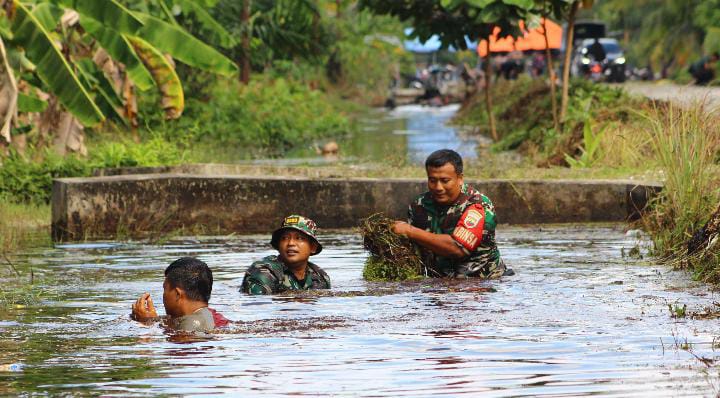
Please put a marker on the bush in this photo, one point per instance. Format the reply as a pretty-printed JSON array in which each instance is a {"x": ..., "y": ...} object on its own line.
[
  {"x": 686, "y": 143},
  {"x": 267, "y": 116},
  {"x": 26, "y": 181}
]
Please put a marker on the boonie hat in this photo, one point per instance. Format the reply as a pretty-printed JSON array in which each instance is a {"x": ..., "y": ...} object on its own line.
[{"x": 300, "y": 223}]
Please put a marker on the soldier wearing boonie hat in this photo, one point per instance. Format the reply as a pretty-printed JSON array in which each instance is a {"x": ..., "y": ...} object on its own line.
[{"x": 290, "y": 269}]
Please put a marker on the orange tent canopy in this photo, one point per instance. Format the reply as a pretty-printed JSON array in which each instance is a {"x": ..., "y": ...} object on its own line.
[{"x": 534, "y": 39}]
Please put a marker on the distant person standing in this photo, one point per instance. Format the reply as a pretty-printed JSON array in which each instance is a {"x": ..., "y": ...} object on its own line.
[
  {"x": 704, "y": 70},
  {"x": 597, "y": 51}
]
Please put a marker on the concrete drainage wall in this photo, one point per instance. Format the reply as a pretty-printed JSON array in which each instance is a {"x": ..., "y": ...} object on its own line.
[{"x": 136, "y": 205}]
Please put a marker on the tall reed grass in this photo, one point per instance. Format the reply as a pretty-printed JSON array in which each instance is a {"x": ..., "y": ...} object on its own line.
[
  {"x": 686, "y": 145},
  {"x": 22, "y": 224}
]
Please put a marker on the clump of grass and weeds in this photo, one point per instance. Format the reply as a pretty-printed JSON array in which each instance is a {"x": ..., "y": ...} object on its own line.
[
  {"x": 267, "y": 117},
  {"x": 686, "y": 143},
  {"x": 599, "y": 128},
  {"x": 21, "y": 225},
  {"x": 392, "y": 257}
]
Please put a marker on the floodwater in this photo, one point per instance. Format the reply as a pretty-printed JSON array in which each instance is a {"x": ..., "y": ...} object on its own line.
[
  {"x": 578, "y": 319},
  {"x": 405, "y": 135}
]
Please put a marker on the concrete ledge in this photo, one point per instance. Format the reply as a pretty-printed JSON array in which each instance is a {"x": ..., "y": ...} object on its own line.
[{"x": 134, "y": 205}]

--

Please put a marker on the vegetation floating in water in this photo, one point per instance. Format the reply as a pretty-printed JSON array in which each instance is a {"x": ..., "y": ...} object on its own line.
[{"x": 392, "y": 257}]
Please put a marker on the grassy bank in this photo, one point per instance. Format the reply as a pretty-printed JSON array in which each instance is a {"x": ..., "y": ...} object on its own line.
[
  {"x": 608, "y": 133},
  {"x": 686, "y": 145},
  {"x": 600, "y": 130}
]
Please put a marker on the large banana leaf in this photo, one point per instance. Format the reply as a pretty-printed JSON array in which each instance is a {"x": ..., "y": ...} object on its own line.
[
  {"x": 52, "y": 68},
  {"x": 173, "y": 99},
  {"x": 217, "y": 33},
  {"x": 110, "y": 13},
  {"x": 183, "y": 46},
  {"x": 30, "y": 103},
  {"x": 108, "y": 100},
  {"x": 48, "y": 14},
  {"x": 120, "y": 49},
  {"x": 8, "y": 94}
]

...

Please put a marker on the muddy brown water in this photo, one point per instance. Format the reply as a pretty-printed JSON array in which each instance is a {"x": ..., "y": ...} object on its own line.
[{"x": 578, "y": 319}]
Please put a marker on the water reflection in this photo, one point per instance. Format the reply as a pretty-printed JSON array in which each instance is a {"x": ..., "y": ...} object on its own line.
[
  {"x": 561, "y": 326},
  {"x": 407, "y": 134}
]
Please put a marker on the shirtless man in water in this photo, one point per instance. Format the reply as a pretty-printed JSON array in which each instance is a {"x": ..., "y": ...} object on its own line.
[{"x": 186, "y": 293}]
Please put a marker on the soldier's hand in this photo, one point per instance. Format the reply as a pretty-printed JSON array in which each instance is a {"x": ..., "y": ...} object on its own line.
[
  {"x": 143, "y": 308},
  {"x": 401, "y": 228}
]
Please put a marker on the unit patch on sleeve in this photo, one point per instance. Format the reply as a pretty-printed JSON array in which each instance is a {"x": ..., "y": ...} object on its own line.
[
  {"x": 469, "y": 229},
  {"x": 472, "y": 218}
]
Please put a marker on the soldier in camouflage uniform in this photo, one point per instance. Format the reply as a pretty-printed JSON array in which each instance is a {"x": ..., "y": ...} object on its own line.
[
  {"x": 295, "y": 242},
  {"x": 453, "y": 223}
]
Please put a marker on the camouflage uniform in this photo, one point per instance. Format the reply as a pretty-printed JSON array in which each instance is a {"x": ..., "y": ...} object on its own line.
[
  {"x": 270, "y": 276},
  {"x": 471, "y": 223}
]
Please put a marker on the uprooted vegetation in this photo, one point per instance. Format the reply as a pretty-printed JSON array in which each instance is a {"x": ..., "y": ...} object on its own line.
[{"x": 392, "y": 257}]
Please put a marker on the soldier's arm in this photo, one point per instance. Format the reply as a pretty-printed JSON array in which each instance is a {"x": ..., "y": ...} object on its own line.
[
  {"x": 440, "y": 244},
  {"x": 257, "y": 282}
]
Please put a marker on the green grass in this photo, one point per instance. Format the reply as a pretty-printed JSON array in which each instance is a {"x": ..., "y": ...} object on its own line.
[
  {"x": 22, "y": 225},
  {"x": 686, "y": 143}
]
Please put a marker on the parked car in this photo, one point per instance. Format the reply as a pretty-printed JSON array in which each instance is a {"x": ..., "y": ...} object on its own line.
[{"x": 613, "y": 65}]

Instruction:
Collect every line of the data above that contains the word "vegetation", matching case exactly.

Worked answer:
Please put a marker on the vegetation floating in water in this photo, one point per instance. Format the reply as a pretty-printed JSON array in which each instance is a {"x": ..., "y": ...} object on its own line.
Please put a marker on the uprooted vegetation in this photo, one point per instance. Format the reply as a pretty-printed JSON array in which each instance is a {"x": ..., "y": ...} object on its own line.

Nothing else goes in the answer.